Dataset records
----

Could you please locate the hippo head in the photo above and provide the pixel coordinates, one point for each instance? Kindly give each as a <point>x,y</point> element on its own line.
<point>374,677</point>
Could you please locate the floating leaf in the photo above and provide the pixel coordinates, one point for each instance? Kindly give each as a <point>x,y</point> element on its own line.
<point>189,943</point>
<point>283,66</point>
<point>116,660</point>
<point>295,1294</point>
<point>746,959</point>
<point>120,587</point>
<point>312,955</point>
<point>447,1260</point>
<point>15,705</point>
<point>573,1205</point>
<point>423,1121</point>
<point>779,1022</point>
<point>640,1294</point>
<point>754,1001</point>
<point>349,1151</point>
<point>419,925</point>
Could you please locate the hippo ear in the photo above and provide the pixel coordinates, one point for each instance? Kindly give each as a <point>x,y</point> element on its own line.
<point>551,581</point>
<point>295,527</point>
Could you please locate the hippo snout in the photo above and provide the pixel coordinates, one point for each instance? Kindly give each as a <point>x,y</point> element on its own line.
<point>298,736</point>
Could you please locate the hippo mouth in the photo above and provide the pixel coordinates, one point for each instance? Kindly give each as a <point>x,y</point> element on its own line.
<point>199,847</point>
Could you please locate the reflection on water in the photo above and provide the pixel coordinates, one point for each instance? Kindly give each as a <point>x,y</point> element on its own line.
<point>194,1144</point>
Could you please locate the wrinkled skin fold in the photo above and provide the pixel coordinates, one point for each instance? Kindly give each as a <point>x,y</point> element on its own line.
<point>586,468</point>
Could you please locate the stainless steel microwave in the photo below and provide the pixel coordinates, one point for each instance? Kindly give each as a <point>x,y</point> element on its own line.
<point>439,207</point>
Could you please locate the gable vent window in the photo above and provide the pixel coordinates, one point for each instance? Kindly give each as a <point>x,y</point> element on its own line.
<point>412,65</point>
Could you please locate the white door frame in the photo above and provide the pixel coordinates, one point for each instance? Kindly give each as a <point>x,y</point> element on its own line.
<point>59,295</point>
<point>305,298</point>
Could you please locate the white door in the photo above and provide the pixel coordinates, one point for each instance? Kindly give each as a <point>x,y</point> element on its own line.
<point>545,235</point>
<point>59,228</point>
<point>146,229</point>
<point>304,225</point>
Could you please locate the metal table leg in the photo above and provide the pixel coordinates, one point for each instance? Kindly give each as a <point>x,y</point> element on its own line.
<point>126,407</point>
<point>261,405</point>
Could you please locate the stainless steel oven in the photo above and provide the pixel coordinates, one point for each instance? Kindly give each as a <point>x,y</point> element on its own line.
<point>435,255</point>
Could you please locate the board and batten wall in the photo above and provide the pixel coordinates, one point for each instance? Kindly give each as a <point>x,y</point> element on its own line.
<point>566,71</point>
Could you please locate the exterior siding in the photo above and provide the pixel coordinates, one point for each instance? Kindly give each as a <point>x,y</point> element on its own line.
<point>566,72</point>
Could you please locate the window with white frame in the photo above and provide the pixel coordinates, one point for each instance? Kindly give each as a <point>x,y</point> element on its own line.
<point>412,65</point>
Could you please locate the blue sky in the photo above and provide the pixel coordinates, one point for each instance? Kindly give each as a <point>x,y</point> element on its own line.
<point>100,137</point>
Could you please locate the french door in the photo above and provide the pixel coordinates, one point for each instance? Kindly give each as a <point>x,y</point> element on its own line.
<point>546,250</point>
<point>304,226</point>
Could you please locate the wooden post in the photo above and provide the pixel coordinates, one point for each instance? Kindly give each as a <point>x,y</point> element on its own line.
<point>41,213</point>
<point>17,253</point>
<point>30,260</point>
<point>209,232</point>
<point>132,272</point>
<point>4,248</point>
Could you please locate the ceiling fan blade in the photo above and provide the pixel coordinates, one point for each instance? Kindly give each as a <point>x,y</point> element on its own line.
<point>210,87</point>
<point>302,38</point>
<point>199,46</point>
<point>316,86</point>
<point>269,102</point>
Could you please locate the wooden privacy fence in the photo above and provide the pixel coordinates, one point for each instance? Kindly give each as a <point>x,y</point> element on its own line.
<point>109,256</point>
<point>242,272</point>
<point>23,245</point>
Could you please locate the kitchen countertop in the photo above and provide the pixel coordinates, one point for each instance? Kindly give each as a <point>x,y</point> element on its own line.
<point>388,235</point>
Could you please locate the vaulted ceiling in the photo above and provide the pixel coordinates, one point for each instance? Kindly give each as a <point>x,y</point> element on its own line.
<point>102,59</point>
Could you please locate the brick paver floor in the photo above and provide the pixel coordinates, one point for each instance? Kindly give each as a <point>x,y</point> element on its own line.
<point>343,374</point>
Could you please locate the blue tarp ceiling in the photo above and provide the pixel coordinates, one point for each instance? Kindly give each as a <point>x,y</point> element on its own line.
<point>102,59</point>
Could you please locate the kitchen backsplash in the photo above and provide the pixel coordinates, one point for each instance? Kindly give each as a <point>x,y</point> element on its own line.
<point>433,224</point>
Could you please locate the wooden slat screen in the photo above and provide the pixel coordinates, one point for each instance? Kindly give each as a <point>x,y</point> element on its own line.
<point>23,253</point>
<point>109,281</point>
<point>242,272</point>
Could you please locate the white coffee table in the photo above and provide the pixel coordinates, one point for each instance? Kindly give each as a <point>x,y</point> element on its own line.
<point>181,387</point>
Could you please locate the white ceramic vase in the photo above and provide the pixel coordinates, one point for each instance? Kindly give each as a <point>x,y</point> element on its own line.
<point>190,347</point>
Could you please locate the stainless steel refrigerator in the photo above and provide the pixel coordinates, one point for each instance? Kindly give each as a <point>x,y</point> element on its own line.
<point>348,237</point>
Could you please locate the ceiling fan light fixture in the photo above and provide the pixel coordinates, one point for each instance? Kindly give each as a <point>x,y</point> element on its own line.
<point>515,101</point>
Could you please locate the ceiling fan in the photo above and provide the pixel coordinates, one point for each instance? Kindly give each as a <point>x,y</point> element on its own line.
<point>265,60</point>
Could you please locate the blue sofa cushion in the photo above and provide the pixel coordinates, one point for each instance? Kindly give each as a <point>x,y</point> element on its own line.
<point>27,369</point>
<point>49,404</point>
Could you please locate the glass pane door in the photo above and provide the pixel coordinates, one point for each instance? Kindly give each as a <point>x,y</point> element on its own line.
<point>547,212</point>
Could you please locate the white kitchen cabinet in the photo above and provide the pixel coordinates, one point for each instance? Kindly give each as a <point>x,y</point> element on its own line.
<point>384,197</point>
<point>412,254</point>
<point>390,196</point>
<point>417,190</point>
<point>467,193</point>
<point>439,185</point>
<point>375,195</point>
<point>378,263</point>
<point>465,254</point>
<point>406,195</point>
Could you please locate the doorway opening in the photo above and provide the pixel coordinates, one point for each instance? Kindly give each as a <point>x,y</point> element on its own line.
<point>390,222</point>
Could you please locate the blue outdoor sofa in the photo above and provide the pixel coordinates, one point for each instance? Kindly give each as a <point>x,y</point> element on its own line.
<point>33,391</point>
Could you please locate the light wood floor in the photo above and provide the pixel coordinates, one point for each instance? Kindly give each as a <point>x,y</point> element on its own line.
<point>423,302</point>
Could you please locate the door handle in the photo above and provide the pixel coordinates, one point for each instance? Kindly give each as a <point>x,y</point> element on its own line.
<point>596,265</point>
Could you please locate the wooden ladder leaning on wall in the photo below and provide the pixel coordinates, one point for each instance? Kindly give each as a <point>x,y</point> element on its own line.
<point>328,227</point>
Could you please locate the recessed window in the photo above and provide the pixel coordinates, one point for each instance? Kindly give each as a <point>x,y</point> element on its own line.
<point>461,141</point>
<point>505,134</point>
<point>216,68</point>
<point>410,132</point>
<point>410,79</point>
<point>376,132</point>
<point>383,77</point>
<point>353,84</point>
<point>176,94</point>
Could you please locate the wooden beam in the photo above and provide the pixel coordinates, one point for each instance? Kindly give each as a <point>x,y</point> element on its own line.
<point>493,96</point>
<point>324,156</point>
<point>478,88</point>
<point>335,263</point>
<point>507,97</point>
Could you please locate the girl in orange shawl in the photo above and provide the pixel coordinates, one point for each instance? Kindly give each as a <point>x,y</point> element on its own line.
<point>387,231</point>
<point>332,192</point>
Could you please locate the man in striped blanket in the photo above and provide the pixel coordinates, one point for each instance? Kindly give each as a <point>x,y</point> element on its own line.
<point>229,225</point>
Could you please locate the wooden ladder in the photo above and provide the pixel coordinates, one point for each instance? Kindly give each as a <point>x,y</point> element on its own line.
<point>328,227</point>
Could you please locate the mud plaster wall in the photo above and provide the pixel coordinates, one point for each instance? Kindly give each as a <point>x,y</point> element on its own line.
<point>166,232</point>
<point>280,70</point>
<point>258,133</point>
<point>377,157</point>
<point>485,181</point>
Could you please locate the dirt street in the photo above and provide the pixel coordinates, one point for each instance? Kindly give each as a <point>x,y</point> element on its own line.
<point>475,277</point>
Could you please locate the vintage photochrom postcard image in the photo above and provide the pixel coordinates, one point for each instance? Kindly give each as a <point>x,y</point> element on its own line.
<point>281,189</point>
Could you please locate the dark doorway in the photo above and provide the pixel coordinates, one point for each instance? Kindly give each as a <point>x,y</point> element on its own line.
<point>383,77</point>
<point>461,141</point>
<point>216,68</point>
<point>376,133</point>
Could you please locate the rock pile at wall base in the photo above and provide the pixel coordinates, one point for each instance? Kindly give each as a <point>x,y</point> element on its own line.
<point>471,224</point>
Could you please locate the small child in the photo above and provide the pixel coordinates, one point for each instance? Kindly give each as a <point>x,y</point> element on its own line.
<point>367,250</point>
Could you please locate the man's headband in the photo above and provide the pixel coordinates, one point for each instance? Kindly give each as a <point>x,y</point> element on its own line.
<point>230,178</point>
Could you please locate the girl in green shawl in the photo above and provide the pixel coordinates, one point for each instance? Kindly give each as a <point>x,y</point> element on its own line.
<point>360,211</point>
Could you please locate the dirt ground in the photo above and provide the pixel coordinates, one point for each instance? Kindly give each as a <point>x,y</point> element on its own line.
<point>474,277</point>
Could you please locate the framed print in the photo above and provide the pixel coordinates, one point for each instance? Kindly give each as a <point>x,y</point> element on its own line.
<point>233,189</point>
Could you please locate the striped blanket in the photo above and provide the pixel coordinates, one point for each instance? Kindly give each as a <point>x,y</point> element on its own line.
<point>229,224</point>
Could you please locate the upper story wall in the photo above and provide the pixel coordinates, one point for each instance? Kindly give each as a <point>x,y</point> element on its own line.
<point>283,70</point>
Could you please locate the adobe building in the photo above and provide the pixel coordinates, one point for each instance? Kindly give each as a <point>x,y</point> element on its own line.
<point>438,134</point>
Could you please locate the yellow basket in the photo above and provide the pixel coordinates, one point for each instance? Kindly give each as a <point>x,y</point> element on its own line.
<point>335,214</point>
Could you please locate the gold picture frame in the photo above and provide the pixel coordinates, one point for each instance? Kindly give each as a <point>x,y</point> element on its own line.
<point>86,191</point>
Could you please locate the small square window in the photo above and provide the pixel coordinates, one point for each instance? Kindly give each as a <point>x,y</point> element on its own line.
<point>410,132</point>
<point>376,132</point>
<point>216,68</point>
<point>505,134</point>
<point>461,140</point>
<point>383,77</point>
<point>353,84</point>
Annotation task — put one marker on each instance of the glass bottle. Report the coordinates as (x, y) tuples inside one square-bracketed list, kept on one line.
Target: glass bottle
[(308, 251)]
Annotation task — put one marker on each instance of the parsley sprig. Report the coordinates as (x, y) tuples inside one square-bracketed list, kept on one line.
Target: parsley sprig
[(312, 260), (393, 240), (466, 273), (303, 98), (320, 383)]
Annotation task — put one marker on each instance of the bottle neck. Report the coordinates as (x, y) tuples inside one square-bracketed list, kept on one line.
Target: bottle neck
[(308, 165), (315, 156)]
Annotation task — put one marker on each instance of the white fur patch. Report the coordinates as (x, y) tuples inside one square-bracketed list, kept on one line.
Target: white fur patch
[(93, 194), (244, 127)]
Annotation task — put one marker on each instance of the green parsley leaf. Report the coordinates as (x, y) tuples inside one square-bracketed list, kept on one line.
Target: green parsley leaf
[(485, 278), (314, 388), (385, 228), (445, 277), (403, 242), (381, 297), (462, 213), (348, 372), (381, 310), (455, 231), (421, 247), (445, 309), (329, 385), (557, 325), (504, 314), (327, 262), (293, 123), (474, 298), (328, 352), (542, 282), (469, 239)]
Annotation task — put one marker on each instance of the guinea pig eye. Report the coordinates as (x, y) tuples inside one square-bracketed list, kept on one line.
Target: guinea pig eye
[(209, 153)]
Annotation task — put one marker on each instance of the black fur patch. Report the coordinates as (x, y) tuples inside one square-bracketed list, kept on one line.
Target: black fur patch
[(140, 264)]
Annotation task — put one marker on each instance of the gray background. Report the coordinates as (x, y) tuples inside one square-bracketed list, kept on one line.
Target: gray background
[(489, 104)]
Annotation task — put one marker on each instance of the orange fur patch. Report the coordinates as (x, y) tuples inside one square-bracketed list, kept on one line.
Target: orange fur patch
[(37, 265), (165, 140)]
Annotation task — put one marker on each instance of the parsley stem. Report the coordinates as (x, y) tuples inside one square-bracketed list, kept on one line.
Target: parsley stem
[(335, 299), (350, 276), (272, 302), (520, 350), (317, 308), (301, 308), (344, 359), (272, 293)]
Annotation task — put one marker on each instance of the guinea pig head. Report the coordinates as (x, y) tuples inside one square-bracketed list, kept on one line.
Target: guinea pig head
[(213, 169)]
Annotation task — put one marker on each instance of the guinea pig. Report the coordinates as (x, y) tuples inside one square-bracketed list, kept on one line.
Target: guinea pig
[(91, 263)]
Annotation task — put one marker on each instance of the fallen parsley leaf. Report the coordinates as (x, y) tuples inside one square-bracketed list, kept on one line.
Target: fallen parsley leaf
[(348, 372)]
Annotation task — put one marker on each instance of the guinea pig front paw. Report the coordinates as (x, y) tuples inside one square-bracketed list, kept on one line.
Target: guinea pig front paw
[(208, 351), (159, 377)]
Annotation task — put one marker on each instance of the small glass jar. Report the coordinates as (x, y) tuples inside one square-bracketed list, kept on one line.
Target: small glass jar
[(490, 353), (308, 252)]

----

▸ Exercise objective: Replace "Kindly" with "Please" in the records, starting at the line containing "Could you please locate the dirt ground" and ending at the line containing "[(308, 251)]", and give those lines again with nothing else changed.

▸ Task solution:
Could you please locate the dirt ground in the photo above and provide the pixel coordinates, one point for each instance? Please give each as a <point>x,y</point> element on its own line.
<point>474,277</point>
Could you please locate the framed print in the photo above and provide the pixel coordinates, one point for each instance? Please give each as a <point>x,y</point> element on its own line.
<point>233,189</point>
Could you please locate the striped blanket in the photo above and provide the pixel coordinates, one point for each instance? Please give each as a <point>x,y</point> element on its own line.
<point>229,224</point>
Could you please locate the upper story wall in the photo above and provide the pixel coordinates, one point for each instance? Please give each as a <point>x,y</point> element on its own line.
<point>283,70</point>
Could you please locate the adobe building in the photo above and provide the pixel coordinates, one point for each instance? Please give each as a <point>x,y</point> element on its own line.
<point>438,134</point>
Could you please locate the yellow basket in the photo above and provide the pixel coordinates, one point for each instance? Please give each as a <point>x,y</point> element on its own line.
<point>335,214</point>
Could you please locate the gold picture frame in the photo above and provide the pixel coordinates, one point for each instance? Please give each as a <point>x,y</point> element on its own line.
<point>86,191</point>
Could you please locate the small square window in the photo above and provide the pixel coordinates, one point for each instance? Please give each as a <point>x,y</point> element on its own line.
<point>410,132</point>
<point>376,132</point>
<point>216,68</point>
<point>505,134</point>
<point>461,140</point>
<point>383,77</point>
<point>353,84</point>
Annotation task — put one marker on each instance of the glass bottle. Report the coordinates as (x, y) tuples inside one square-bracketed list, kept on one line.
Target: glass bottle
[(308, 251)]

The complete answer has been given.